Collected data:
-- START --

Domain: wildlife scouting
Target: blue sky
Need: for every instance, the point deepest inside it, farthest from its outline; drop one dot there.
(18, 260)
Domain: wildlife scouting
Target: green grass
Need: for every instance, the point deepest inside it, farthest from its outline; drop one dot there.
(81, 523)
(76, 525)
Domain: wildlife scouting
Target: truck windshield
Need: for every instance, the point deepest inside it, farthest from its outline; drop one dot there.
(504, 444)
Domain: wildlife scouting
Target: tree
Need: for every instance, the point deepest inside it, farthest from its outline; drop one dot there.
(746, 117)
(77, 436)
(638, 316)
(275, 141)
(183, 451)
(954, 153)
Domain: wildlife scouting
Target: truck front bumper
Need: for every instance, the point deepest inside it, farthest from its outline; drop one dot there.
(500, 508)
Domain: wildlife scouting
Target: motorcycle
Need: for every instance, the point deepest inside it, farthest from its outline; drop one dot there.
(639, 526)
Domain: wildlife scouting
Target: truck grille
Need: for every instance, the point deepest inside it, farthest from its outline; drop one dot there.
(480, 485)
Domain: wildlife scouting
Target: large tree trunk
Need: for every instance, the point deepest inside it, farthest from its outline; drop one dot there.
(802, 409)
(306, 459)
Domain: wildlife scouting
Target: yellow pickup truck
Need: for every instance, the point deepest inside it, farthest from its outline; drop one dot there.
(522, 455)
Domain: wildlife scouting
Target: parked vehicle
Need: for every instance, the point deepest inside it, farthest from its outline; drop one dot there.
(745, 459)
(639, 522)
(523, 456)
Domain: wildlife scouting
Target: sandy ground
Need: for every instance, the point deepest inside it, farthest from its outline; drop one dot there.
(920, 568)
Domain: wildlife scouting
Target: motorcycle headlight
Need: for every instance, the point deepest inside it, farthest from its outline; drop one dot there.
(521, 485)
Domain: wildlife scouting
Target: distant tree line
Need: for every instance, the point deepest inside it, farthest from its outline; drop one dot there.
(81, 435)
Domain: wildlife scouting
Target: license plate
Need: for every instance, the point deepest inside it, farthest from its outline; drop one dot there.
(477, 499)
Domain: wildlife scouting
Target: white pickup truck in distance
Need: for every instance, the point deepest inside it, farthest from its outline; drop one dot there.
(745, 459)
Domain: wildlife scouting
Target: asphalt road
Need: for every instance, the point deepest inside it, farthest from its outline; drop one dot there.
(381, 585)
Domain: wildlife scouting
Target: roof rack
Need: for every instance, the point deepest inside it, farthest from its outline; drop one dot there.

-- END --

◆ **What to produce**
Find every line above that contains the word "truck", and copy each of those lines.

◆ **Complete answer**
Target: truck windshield
Target: truck front bumper
Target: truck grille
Target: yellow pickup truck
Target: white pickup truck in distance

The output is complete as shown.